Copy word for word each line from the one that has "For every instance of the sky background, the" to the last line of the records, with no other lines.

[Image point grounding data]

○ ○ ○ ○

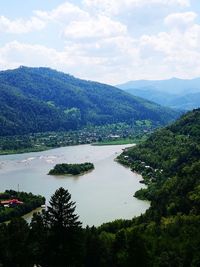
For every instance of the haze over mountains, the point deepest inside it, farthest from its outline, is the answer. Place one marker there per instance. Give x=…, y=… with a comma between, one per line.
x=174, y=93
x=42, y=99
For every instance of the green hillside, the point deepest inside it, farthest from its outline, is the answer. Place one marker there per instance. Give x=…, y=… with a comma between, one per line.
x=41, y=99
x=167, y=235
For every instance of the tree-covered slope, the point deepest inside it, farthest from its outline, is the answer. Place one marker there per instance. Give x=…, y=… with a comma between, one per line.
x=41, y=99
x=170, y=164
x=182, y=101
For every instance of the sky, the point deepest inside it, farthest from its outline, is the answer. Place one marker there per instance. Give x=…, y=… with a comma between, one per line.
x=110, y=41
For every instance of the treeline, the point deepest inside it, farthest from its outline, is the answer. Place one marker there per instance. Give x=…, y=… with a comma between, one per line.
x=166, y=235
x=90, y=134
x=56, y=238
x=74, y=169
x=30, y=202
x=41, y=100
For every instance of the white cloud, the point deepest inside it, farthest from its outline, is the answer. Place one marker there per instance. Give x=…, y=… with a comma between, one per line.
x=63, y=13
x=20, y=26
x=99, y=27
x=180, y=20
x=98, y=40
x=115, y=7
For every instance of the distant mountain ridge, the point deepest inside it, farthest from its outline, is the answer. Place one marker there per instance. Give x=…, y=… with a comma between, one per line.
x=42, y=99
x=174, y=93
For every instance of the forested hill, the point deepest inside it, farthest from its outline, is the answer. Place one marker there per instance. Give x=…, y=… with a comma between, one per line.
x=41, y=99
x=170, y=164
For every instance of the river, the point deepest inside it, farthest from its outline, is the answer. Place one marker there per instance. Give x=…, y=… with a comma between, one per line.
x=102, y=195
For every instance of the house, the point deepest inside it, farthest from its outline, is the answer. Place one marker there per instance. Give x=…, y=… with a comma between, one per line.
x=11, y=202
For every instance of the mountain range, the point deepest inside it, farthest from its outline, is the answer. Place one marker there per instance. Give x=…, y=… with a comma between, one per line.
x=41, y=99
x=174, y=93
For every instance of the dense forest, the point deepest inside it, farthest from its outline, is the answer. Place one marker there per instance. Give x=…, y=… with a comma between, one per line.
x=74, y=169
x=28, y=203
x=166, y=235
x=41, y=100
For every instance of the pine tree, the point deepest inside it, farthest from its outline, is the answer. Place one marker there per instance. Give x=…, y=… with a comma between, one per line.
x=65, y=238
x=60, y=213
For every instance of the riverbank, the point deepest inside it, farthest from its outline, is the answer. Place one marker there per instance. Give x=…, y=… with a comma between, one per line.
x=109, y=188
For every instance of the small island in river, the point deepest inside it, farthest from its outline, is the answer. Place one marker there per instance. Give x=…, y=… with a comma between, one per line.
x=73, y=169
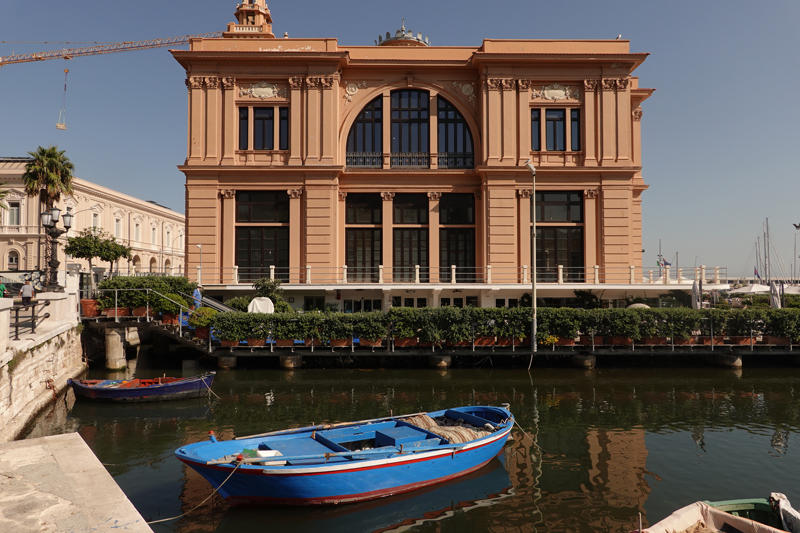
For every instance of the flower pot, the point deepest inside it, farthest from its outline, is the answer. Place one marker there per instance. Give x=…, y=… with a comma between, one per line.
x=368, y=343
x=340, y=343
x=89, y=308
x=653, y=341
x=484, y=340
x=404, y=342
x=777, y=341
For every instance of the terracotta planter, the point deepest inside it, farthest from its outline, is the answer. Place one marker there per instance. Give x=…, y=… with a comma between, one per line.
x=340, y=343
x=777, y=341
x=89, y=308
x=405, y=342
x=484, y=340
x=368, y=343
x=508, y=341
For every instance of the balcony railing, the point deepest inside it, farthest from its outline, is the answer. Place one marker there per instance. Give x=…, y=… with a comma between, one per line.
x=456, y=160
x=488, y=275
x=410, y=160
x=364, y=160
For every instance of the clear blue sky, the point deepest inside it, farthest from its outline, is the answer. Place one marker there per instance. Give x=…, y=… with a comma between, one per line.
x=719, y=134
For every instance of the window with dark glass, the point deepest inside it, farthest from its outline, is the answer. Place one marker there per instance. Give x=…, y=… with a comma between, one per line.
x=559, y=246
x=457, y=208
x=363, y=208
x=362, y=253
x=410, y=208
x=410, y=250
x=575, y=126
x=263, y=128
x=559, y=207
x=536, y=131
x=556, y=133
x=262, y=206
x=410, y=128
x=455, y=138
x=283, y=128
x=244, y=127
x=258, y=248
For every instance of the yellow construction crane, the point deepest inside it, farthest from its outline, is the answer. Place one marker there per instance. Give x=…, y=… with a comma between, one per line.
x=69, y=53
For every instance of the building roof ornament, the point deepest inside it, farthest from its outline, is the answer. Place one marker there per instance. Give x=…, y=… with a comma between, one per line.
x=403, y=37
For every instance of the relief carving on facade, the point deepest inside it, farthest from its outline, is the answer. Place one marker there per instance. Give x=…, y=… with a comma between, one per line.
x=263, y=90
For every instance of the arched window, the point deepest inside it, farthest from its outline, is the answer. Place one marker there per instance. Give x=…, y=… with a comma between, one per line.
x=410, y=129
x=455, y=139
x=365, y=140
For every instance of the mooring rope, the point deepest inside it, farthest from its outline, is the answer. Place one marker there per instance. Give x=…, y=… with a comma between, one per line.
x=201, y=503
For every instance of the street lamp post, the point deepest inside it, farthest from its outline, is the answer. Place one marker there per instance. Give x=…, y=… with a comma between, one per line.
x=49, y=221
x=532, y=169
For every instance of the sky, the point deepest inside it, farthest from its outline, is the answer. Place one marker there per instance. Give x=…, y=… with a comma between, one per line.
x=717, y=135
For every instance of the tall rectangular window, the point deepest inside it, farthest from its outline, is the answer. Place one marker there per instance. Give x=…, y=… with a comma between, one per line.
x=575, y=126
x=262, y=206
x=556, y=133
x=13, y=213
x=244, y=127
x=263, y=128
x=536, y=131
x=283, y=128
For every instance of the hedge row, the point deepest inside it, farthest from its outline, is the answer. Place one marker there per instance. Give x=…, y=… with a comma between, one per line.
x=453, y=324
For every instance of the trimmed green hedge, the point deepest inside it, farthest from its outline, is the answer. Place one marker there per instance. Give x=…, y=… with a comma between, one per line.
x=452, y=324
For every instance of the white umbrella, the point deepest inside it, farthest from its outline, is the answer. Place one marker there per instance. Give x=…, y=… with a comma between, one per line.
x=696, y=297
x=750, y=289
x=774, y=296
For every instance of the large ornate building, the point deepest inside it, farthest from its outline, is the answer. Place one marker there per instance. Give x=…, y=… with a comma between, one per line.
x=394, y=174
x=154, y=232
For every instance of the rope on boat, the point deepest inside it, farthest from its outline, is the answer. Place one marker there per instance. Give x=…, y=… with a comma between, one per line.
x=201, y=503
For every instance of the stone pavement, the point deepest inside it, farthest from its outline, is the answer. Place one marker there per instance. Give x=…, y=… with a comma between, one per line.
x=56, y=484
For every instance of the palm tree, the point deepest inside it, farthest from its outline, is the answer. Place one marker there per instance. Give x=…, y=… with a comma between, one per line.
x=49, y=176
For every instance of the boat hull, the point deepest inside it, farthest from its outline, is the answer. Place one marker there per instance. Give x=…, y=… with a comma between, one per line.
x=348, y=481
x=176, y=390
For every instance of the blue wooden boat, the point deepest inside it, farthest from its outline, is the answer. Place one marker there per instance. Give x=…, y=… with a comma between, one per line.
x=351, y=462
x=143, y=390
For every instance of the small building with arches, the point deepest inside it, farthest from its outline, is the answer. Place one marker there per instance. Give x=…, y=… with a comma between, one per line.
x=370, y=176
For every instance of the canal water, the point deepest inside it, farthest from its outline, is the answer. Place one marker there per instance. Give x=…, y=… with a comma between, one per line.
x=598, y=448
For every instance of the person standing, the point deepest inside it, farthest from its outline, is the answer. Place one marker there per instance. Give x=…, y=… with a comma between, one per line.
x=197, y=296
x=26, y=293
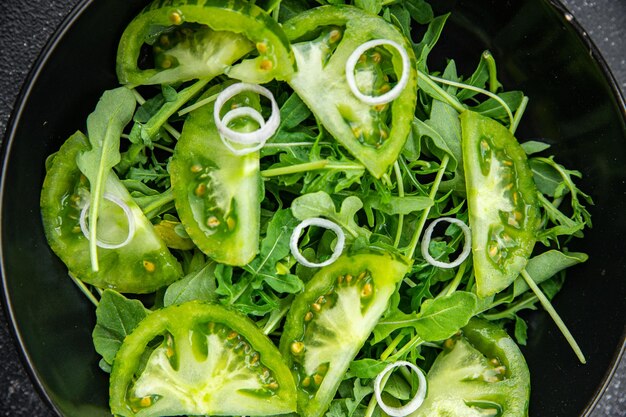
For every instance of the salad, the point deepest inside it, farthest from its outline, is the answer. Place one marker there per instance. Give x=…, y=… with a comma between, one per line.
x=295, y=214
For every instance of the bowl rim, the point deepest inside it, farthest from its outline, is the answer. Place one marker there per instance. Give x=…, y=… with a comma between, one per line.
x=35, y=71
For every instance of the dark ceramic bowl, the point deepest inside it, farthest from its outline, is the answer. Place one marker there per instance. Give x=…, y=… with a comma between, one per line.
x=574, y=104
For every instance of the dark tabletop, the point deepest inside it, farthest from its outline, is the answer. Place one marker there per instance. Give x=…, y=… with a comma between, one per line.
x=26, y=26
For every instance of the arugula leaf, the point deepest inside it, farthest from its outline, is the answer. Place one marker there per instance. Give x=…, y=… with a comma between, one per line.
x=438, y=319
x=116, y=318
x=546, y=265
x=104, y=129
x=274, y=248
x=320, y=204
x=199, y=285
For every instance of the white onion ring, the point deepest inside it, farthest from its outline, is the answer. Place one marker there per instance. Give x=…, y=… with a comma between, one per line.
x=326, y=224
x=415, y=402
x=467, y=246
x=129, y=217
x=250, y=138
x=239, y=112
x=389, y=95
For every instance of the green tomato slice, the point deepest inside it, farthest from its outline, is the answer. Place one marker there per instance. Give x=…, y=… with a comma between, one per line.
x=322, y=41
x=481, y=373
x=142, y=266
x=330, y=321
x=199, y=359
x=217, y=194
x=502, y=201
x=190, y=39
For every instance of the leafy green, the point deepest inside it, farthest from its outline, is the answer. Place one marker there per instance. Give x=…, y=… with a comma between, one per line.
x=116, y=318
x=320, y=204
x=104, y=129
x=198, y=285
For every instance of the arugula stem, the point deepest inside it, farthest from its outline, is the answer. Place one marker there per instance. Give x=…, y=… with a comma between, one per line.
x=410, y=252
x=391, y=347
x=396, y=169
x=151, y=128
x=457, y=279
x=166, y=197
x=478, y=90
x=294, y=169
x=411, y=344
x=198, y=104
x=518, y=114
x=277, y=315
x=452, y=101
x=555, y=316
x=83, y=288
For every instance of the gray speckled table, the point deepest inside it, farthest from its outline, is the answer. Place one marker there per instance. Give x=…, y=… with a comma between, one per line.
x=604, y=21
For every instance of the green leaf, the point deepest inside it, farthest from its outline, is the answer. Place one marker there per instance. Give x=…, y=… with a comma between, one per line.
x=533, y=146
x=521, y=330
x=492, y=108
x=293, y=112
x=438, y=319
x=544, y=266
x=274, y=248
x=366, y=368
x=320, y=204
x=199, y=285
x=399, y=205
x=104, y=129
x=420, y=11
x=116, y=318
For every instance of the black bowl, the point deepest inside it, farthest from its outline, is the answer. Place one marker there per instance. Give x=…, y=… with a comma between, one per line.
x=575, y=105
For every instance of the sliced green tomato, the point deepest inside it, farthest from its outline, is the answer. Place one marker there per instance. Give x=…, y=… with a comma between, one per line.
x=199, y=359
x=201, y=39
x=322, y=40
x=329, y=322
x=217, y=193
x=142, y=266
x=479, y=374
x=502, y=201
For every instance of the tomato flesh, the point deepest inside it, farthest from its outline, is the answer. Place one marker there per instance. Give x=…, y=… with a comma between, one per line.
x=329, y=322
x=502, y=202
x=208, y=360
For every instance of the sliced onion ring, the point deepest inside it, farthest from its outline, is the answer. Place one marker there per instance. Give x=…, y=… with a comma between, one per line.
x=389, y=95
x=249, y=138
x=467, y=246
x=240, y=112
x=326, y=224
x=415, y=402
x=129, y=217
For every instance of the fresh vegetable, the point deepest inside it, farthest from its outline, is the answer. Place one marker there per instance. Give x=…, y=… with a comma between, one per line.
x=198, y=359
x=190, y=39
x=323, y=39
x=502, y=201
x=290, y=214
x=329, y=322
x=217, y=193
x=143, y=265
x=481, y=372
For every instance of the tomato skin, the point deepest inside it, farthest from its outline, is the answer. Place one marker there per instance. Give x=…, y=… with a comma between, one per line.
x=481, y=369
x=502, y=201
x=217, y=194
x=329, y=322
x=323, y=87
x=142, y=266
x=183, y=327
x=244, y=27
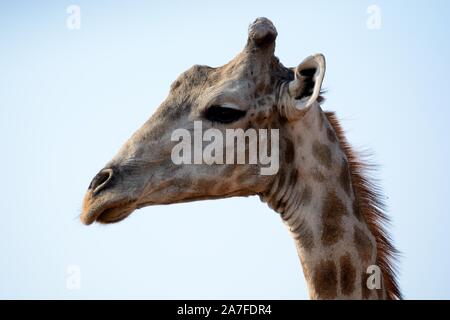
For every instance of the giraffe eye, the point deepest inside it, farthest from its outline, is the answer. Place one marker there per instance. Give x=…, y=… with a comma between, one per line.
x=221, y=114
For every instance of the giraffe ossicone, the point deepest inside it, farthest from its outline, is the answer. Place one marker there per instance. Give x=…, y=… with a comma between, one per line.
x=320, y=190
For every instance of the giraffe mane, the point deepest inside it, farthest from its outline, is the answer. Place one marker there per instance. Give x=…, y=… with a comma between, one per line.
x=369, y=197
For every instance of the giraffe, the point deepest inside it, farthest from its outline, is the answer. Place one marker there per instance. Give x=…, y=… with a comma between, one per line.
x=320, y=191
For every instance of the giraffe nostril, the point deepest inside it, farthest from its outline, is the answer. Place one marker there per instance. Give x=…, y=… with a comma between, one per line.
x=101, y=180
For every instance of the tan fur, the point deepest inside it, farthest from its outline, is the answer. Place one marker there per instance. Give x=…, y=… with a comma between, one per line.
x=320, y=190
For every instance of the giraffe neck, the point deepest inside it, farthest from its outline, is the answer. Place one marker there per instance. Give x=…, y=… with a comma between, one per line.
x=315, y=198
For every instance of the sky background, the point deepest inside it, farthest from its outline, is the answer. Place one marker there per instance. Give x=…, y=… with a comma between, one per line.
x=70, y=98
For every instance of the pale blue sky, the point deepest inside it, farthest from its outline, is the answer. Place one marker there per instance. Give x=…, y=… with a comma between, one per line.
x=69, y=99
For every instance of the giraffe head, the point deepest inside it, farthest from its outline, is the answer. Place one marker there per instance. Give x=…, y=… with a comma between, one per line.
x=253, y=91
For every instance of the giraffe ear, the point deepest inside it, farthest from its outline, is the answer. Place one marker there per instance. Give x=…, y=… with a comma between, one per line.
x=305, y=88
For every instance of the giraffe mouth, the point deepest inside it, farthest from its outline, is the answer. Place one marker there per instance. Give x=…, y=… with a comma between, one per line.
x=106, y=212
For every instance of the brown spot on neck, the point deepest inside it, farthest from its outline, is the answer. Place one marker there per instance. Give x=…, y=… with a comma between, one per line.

○ ○ ○ ○

Result of this exercise =>
For every instance of the sky background, the point deepest inside it, farthest from its outline, is the answer. Place one marker there per instance. Give x=…, y=… with a comma between, one per line.
x=70, y=98
For every instance of the pale blue sky, the point deepest inside it, farthest from its outline, is the answer. Place one marker there per instance. Give x=…, y=… with a comma between, one per line.
x=69, y=99
For every instance of the giraffe head, the point deepest inside it, farthest from its outline, is the answer. Place one marker there per instance. Give x=…, y=… with a comma between, one per line.
x=253, y=91
For every instance of the giraffe ear, the point deepest inside it, farthest from its outline, is the answer. Place one marker there per instance. Give x=…, y=… with a comma between, one per line.
x=305, y=88
For every instance of the giraffe mouth, the point deepest inside it, farthest from its outline, is the answer. Place one marker there per instance. Give x=…, y=… with a comma between, one per line.
x=106, y=212
For every instance of the brown spot on neck, the point deepest inside it, farthest from its outline, is the answer. Place one marker there per instance. Give x=…, y=… with a comma between, one per line.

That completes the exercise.